EXERCISE PASSAGE:
Title of the talk: Chemoproteomic Discovery of RAS–PI3K Disruptors and Translation to a Clinical PI3K Target Engagement Assay
The RAS–PI3Kα interaction is a critical oncogenic driver with attractive therapeutic vulnerability, yet efforts to target PI3K directly have been limited by toxicity and narrow therapeutic windows. Using Vividion’s targeted mass spectrometry–based chemoproteomics platform, we identified ligands to that engage Cys242 on p110a (the catalytic subunit of PI3Kα) that can disrupt the RAS-PI3Ka interaction. Lead inhibitors demonstrated robust in vivo target engagement (TE) and tumor growth inhibition in mouse xenograft models, validating PI3Kα C242 as a compelling target for clinical development.
To support clinical translation, we developed a PRM-based TE assay in peripheral blood leukocytes (PBLs) and transferred the assay to a GCLP lab. Validation demonstrated a lower limit of quantification of 2 amol/µg, robust linearity (R² = 0.991), and precision across operators and instruments (<20% CV). Reproducible quantification was achieved in non-small cell lung cancer patient samples collected from two different timepoints and up to 97% TE was measured in ex vivo treated PBLs.
This validated assay has been successfully applied in a Phase 1 clinical trial, demonstrating how chemoproteomic discovery can progress to a clinically deployable LC–MS assay, providing a quantitative framework for TE assessment, and in turn dose optimization, in clinical trials.

Biography
Dr. Jennifer Van Eyk, Ph.D, an international leader in clinical proteomics, is focused on democratizing personalized biomarkers and individualized therapies. She obtained her PhD from University of Alberta, and carried out post-doctoral fellowships in Heidelberg and Chicago before started her lab at Queen’s University, Kingston, Canada. She was recruited to Johns Hopkins University, Baltimore and then to Cedars-Sinai Medical Center, Los Angeles where she directs the inaugural Advanced Clinical BioSystems Research Institute. She is a Professor of Cardiology in the Smidt Heart Institute and holds the Erika Glazer Endowed Chair in Women’s Heart Disease. Her achievements include >425 articles, >26 patents, and numerous National and International research and leadership awards.
Title of the talk: Precision Medicine: Proteomic Enablement of Biomarkers and Therapeutics
Underlying precision medicine is the concept that an individual’s Omic signature, including the proteome, will provide a physician with a clinically actionable diagnosis and a subsequent mechanistic therapeutic route. This requires: i) an array of mechanistically defined therapies for diverse disease states, and ii) high-resolution diagnostic approaches capable of identifying which therapy, or therapeutic combination, will be most effective for a specific patient.

MATERIAL SUPPLIED:
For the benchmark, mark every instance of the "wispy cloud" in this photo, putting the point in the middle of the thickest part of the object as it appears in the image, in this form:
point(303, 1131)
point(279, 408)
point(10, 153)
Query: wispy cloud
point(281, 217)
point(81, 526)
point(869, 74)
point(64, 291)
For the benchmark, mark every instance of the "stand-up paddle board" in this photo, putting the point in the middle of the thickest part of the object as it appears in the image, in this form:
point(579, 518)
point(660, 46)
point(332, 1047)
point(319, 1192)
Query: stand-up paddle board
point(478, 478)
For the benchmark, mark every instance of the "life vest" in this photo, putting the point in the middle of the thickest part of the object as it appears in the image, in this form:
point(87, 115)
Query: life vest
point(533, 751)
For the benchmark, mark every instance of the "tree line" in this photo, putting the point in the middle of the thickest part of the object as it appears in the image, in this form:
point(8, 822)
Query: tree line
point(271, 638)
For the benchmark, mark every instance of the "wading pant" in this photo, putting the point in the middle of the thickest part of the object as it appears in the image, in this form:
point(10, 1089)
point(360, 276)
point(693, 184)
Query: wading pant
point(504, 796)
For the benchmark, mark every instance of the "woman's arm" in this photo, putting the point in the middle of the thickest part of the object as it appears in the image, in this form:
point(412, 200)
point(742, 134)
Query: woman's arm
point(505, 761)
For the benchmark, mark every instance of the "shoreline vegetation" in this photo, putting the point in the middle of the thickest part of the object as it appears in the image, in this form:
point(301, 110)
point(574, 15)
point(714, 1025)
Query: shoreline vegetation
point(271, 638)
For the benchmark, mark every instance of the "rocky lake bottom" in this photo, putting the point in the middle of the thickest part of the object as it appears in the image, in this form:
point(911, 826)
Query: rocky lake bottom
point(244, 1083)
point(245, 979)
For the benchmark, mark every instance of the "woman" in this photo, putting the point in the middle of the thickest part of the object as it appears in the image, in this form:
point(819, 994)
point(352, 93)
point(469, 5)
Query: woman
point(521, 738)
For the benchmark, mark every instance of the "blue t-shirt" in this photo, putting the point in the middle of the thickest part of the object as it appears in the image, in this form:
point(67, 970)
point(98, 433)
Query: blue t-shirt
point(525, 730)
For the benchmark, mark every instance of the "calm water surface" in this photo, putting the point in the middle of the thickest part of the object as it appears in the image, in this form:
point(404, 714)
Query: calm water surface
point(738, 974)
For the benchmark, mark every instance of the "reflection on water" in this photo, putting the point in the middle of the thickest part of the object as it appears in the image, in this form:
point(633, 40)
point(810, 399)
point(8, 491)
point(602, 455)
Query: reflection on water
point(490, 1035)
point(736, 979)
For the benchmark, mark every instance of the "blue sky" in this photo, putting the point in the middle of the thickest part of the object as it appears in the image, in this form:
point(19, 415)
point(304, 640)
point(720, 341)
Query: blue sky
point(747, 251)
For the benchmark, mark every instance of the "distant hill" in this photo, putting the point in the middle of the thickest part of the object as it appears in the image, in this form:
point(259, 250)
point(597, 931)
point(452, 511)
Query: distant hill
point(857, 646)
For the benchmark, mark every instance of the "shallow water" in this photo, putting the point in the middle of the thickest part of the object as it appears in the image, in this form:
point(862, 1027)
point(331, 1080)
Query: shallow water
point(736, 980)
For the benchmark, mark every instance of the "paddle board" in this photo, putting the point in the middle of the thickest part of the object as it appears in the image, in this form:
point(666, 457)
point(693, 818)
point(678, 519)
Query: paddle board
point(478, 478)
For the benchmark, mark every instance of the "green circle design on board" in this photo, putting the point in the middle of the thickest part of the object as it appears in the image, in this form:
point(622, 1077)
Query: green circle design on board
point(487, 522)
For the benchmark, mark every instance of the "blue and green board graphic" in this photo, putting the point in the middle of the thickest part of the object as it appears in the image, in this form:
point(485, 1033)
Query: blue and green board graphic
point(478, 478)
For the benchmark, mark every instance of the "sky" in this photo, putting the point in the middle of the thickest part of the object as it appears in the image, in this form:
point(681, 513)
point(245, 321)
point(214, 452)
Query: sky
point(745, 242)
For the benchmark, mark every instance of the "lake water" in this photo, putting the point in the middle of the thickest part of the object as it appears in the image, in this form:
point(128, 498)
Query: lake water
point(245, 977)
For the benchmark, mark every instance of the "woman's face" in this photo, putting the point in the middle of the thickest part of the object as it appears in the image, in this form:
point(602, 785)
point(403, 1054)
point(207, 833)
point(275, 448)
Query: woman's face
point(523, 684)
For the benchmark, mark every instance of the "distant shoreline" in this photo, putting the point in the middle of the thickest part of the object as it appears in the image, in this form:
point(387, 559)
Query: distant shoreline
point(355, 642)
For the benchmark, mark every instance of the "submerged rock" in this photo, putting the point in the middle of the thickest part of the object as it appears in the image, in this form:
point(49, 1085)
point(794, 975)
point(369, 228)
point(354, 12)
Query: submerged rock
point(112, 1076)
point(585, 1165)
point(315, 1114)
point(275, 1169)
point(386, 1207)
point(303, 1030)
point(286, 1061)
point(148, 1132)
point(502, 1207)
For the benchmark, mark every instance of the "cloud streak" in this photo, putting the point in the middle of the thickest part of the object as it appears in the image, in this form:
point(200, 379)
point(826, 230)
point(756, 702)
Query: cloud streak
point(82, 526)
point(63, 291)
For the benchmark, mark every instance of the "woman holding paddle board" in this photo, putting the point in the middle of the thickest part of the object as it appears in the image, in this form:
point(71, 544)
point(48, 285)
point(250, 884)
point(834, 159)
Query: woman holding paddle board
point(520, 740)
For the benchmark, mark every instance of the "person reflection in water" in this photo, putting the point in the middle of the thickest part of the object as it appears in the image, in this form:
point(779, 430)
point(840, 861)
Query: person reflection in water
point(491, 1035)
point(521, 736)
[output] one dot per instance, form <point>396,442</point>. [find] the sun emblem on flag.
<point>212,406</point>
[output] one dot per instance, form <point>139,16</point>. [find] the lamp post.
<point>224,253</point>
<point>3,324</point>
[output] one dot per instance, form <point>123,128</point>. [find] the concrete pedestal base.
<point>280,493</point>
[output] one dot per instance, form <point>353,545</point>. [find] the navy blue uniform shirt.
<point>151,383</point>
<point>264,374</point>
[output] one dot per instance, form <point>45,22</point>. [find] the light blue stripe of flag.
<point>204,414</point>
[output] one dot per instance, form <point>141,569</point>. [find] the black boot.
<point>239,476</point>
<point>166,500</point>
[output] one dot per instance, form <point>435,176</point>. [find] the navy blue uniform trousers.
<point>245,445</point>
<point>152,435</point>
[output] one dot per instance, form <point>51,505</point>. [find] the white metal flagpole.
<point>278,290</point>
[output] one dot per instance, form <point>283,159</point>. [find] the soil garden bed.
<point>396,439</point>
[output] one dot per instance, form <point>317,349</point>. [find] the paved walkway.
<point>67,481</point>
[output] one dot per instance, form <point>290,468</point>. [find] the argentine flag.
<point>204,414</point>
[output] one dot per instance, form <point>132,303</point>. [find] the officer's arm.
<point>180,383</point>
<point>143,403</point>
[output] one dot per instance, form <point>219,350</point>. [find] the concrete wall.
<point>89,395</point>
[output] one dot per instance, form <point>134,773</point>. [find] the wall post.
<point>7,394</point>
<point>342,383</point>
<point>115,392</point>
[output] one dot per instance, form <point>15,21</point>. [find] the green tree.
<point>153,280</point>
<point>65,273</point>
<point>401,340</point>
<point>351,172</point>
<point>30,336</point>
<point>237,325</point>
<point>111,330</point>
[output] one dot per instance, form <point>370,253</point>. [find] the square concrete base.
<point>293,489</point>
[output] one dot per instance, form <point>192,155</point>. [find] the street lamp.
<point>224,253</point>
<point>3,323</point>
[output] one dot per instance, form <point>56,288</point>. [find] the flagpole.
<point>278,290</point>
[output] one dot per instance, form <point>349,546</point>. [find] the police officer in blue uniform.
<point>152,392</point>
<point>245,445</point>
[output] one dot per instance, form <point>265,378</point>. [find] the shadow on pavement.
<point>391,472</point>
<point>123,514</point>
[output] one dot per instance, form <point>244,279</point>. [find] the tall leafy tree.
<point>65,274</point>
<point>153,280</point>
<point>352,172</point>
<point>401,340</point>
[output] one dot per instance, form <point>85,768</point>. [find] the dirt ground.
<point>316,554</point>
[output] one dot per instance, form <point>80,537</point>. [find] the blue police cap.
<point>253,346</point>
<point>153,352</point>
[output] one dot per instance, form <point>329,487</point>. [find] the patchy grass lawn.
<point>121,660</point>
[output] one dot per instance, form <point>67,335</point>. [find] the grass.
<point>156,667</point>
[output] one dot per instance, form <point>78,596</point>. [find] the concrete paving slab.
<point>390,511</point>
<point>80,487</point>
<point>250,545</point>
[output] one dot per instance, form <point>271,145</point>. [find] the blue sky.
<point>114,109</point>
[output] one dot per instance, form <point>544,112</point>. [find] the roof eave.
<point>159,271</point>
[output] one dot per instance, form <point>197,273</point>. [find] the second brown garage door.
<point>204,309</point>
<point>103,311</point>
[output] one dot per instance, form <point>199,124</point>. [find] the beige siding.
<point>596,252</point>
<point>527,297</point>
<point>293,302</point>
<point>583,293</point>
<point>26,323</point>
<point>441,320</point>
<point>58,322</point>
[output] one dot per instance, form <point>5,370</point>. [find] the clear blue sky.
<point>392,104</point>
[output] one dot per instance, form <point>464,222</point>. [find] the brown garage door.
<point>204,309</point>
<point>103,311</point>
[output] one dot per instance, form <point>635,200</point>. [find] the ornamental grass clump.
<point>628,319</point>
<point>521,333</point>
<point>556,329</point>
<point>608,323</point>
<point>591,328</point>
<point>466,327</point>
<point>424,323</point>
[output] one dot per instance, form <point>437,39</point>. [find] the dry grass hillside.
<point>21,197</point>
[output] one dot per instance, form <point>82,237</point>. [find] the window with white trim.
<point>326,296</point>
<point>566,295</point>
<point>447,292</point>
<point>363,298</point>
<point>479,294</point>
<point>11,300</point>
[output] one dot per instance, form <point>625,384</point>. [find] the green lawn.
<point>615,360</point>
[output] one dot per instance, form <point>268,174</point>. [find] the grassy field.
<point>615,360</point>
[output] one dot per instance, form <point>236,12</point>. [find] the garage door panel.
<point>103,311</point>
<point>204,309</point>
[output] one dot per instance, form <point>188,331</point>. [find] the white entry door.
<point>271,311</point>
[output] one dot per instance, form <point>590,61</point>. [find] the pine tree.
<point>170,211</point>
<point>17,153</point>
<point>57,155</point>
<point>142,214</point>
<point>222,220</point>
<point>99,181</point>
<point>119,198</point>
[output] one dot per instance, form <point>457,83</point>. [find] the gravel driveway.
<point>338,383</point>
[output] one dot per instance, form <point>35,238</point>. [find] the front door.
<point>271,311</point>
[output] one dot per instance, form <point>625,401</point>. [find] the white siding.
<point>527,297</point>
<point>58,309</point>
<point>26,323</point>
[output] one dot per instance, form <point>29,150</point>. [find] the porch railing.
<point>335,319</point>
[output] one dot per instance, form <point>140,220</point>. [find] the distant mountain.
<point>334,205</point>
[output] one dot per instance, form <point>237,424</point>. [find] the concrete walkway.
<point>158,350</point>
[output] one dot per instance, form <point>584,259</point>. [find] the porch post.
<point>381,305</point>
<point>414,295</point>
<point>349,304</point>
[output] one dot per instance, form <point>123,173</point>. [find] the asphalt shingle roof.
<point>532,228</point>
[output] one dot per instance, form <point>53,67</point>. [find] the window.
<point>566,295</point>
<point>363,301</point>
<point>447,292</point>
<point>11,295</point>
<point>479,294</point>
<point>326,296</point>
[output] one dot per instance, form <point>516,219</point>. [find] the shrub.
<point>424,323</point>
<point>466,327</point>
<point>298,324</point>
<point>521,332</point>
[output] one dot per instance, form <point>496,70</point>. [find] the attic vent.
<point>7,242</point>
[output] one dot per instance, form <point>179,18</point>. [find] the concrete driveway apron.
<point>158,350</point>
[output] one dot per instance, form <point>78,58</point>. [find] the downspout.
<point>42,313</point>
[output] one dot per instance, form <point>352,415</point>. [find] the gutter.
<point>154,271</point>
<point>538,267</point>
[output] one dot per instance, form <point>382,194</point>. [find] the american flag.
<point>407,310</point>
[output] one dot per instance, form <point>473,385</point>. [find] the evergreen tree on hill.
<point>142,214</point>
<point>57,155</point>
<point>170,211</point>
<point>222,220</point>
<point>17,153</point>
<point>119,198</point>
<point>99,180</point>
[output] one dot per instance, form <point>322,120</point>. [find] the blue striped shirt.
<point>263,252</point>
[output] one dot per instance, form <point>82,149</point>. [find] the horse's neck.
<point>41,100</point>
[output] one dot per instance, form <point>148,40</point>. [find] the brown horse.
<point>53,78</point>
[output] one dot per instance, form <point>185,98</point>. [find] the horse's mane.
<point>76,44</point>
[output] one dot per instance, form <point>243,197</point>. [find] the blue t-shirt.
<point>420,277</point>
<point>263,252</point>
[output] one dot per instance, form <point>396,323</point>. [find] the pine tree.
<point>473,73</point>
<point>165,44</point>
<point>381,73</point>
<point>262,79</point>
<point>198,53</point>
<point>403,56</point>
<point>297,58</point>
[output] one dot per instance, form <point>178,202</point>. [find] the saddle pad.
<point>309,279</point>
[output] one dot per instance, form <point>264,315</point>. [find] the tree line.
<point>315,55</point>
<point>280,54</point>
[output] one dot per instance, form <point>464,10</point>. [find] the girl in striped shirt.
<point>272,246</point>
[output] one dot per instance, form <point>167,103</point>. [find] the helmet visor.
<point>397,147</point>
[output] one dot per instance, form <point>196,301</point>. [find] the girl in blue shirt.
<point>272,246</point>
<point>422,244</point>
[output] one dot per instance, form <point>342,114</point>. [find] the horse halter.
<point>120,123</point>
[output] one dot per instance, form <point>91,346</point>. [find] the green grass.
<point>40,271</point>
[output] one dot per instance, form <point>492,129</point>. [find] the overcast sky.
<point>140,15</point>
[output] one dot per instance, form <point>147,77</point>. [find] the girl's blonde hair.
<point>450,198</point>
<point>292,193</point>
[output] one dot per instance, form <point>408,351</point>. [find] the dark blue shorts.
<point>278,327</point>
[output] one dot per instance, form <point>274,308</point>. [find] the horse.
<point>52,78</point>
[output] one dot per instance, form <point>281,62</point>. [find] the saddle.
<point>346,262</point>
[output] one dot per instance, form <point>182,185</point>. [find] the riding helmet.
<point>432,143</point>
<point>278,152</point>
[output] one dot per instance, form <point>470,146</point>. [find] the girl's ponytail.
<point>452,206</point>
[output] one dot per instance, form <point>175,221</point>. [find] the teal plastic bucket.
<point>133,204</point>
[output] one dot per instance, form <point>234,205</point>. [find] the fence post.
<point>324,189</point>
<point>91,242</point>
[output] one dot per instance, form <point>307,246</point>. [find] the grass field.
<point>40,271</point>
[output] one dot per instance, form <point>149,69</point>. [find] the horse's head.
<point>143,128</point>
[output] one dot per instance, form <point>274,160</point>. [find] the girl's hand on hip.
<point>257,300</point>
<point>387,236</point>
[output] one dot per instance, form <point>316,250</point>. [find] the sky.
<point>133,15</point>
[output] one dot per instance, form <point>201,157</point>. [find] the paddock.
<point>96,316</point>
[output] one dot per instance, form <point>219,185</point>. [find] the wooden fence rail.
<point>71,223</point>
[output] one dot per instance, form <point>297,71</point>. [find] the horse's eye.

ASSIGNMENT:
For each statement below, say yes or no to whether it agrees with the talk abstracts, and quote the words of the text that settle it.
1. The PRM-based target engagement assay was developed in peripheral blood leukocytes.
2. The validated assay reached a lower limit of quantification of 20 amol/µg.
3. Jennifer Van Eyk obtained her PhD from Johns Hopkins University.

RESULT OF THIS EXERCISE:
1. Yes: "we developed a PRM-based TE assay in peripheral blood leukocytes (PBLs)"
2. No: "a lower limit of quantification of 2 amol/µg"
3. No: "She obtained her PhD from University of Alberta"